Start of Information provided

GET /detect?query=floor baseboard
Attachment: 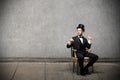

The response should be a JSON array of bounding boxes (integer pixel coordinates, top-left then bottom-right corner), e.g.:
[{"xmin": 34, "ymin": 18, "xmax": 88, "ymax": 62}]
[{"xmin": 0, "ymin": 57, "xmax": 120, "ymax": 62}]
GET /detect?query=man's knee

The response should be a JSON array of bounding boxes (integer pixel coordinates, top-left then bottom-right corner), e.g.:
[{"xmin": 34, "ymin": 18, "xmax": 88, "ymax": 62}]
[
  {"xmin": 95, "ymin": 55, "xmax": 99, "ymax": 60},
  {"xmin": 92, "ymin": 54, "xmax": 99, "ymax": 61},
  {"xmin": 77, "ymin": 54, "xmax": 84, "ymax": 60},
  {"xmin": 90, "ymin": 53, "xmax": 99, "ymax": 61}
]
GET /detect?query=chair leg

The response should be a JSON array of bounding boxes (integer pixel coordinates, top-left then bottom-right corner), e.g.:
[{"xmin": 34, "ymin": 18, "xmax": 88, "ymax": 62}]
[
  {"xmin": 92, "ymin": 65, "xmax": 94, "ymax": 73},
  {"xmin": 76, "ymin": 61, "xmax": 79, "ymax": 74},
  {"xmin": 73, "ymin": 62, "xmax": 75, "ymax": 72}
]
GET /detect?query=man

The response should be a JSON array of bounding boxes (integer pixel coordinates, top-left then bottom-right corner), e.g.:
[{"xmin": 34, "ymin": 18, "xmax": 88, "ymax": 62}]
[{"xmin": 66, "ymin": 24, "xmax": 98, "ymax": 75}]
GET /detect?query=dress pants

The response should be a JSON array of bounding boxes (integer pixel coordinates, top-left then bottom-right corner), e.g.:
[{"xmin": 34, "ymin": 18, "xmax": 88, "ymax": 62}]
[{"xmin": 76, "ymin": 51, "xmax": 98, "ymax": 73}]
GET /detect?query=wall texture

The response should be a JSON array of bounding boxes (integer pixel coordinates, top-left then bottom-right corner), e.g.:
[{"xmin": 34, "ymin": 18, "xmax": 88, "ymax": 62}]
[{"xmin": 0, "ymin": 0, "xmax": 120, "ymax": 59}]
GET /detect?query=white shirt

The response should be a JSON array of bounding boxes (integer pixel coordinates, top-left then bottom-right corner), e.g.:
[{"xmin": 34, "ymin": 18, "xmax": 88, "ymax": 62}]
[
  {"xmin": 78, "ymin": 36, "xmax": 91, "ymax": 44},
  {"xmin": 79, "ymin": 37, "xmax": 83, "ymax": 44}
]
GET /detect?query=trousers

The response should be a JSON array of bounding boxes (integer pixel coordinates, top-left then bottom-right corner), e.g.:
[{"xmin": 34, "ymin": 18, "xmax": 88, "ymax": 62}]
[{"xmin": 76, "ymin": 51, "xmax": 98, "ymax": 72}]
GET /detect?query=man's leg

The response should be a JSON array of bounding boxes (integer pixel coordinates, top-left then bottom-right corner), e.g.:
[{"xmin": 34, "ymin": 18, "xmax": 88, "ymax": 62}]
[
  {"xmin": 77, "ymin": 53, "xmax": 85, "ymax": 75},
  {"xmin": 84, "ymin": 53, "xmax": 99, "ymax": 73}
]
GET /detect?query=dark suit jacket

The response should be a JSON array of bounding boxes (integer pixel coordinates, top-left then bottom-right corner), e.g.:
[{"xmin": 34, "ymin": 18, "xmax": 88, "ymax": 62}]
[{"xmin": 67, "ymin": 36, "xmax": 91, "ymax": 52}]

End of Information provided

Work task
Whenever "detect" shows up in a line of the listing, copy that whole line.

Task answer
GET /detect?query=floor baseboard
GET /detect?query=man's knee
GET /detect?query=chair leg
GET /detect?query=man
GET /detect?query=dress pants
GET /detect?query=wall texture
GET /detect?query=white shirt
GET /detect?query=trousers
GET /detect?query=man's leg
GET /detect?query=dark suit jacket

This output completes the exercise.